** start of Dataset entries **
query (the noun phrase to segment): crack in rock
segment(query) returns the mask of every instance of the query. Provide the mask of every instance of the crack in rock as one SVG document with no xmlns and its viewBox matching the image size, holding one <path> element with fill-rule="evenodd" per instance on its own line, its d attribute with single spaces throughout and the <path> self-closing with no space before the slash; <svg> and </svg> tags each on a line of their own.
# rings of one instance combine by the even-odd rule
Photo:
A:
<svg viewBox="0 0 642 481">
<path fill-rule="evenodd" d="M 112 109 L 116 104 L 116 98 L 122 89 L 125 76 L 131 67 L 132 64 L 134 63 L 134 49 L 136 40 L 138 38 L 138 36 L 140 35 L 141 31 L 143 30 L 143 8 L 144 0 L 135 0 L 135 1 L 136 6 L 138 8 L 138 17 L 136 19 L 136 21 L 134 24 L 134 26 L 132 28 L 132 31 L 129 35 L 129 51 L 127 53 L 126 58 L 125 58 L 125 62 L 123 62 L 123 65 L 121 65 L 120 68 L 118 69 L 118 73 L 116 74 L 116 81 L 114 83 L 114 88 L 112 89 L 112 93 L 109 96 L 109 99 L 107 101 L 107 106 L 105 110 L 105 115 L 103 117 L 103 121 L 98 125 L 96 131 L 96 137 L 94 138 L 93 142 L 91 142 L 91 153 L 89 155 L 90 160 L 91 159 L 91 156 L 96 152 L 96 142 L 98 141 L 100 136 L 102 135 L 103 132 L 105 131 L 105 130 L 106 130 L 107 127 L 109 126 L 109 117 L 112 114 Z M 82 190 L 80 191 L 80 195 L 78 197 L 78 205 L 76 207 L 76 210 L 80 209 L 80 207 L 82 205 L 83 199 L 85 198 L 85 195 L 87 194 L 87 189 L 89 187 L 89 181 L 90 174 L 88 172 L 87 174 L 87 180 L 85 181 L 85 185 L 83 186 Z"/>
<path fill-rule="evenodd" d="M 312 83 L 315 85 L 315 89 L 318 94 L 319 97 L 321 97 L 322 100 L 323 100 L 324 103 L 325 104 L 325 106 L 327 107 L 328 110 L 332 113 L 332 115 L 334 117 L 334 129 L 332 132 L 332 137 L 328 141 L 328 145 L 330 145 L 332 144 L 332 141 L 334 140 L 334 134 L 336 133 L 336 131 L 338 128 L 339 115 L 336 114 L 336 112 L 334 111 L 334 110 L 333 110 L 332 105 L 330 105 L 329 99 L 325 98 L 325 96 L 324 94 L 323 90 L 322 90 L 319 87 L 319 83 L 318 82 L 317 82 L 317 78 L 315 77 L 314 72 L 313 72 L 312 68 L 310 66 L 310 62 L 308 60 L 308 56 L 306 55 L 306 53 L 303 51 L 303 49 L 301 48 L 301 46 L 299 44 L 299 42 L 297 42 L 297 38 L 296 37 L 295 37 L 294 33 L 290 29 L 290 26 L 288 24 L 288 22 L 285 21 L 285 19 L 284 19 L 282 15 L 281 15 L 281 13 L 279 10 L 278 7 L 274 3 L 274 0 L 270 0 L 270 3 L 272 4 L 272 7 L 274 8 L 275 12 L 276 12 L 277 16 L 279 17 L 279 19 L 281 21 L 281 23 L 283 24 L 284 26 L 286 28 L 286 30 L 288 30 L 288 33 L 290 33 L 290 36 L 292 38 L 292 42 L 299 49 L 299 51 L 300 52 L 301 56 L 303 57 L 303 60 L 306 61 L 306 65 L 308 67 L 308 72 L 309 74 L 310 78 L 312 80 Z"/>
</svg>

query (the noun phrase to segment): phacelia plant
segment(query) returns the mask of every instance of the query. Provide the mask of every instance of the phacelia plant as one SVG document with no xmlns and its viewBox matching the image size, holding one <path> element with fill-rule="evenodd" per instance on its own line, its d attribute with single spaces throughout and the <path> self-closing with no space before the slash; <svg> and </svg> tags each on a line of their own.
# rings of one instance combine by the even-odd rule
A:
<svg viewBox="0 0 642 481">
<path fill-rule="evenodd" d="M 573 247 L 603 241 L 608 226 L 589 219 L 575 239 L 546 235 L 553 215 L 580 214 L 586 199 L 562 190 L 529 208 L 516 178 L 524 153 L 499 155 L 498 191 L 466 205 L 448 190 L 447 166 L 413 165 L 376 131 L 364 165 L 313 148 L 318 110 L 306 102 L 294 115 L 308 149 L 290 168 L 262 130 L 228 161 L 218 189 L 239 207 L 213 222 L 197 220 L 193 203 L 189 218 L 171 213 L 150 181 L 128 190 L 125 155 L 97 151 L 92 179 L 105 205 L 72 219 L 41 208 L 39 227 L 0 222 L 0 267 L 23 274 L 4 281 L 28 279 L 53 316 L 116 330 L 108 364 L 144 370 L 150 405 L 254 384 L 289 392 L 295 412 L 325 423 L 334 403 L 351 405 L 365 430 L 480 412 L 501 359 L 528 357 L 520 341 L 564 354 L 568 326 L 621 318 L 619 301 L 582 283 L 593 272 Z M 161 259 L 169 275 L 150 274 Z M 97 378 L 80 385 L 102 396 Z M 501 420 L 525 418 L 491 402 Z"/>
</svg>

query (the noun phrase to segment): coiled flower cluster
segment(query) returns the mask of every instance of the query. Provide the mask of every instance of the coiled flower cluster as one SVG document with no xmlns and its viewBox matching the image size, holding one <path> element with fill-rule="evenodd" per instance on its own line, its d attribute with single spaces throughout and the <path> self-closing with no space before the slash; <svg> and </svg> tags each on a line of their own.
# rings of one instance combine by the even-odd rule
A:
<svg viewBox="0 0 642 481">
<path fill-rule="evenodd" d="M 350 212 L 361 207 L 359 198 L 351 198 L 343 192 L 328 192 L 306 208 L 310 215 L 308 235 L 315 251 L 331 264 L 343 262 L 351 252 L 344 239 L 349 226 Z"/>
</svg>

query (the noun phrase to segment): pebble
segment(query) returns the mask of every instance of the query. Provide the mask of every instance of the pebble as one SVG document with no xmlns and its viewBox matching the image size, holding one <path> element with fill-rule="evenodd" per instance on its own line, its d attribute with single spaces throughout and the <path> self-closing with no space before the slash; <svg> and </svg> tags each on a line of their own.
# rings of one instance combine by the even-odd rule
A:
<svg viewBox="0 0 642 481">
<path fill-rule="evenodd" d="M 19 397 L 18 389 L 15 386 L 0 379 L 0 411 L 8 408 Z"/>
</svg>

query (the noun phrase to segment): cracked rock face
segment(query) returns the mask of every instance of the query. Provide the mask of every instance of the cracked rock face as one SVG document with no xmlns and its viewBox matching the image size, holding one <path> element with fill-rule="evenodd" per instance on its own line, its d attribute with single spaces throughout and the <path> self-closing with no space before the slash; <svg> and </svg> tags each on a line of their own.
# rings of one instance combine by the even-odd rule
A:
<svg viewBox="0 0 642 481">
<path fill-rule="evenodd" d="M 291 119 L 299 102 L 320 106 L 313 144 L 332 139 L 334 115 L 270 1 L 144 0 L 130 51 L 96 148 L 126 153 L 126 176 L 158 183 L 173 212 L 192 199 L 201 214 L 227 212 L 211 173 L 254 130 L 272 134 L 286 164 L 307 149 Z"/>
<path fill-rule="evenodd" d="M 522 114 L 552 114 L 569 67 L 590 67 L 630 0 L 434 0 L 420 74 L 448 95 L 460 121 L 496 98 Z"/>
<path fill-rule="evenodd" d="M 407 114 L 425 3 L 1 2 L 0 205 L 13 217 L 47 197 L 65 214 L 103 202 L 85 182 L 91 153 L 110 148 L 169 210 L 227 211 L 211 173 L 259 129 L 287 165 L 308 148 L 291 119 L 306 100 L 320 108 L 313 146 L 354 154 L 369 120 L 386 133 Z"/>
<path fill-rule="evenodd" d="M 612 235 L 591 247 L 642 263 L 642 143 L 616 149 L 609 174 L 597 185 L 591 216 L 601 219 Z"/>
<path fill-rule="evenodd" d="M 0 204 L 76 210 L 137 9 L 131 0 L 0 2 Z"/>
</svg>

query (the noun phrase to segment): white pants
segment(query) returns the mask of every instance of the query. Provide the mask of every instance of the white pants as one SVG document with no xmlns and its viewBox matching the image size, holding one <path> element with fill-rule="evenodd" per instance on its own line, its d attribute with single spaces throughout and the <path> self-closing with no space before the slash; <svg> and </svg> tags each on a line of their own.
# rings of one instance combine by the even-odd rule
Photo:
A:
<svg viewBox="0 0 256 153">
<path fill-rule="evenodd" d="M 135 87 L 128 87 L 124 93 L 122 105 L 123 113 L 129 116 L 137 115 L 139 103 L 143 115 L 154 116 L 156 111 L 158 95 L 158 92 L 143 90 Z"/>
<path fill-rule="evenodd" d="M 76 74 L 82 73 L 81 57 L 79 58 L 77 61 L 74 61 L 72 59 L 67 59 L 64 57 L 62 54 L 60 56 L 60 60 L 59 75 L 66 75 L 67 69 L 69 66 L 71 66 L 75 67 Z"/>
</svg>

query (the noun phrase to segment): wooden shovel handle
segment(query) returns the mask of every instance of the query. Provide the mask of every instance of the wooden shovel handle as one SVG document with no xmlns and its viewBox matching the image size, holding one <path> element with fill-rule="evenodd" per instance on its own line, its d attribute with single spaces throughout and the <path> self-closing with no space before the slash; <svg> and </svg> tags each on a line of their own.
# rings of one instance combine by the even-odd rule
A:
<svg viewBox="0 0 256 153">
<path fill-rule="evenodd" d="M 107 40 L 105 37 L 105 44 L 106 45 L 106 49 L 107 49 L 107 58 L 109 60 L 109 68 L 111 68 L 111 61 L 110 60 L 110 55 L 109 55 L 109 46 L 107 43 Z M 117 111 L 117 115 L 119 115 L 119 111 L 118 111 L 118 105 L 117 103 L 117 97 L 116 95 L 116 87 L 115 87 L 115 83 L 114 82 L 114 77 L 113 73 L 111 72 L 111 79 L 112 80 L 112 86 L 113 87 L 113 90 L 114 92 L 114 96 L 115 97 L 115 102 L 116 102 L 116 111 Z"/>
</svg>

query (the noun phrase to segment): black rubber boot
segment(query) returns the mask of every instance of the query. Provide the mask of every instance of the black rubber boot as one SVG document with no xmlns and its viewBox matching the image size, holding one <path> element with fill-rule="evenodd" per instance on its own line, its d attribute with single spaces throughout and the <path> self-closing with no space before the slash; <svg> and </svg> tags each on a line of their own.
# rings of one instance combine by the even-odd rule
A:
** end of Dataset entries **
*Description of the task:*
Write out everything from the start of the records down to the line that contains "112 109 L 116", both ends included, with the requests unchanged. In the answers, multiply every number (the viewBox dimensions and the path coordinates) by 0.65 and round each result to a whole number, with halves rounded up.

*Exercise output:*
query (the noun phrase to segment): crack in rock
segment(query) returns the mask of every instance of the query. Provide the mask of every instance of the crack in rock as one SVG document with no xmlns and its viewBox matching the image size, holding one <path> element with fill-rule="evenodd" per instance on its own line, its d attribute with single spaces throughout and the <path> self-closing with no space before the slash; <svg> and </svg> tags each on a line of their own.
# rings of one instance combine by the even-odd rule
Photo:
A:
<svg viewBox="0 0 417 313">
<path fill-rule="evenodd" d="M 73 71 L 75 68 L 75 64 L 79 58 L 81 49 L 85 44 L 86 42 L 87 41 L 87 32 L 88 26 L 90 25 L 90 23 L 91 23 L 92 20 L 93 20 L 93 5 L 94 0 L 88 0 L 88 1 L 88 4 L 90 5 L 90 11 L 88 12 L 88 14 L 87 16 L 87 17 L 86 18 L 86 20 L 84 23 L 84 33 L 83 34 L 82 38 L 81 38 L 81 40 L 80 40 L 80 42 L 79 42 L 78 44 L 77 45 L 77 47 L 75 48 L 75 53 L 74 54 L 74 57 L 73 58 L 73 60 L 71 62 L 71 64 L 70 66 L 70 69 L 68 72 L 68 75 L 67 76 L 67 79 L 64 81 L 62 85 L 62 89 L 61 90 L 60 92 L 59 92 L 59 99 L 58 101 L 59 104 L 59 103 L 59 101 L 62 99 L 62 92 L 64 92 L 65 88 L 66 88 L 67 86 L 68 85 L 68 85 L 69 85 L 70 83 L 71 82 L 71 76 L 73 74 Z M 53 124 L 52 124 L 52 127 L 51 128 L 51 133 L 49 135 L 49 137 L 52 136 L 52 135 L 53 133 L 54 129 L 55 129 L 55 127 L 57 126 L 57 123 L 58 122 L 58 118 L 59 113 L 57 112 L 57 113 L 57 117 L 55 118 L 55 120 L 54 121 Z"/>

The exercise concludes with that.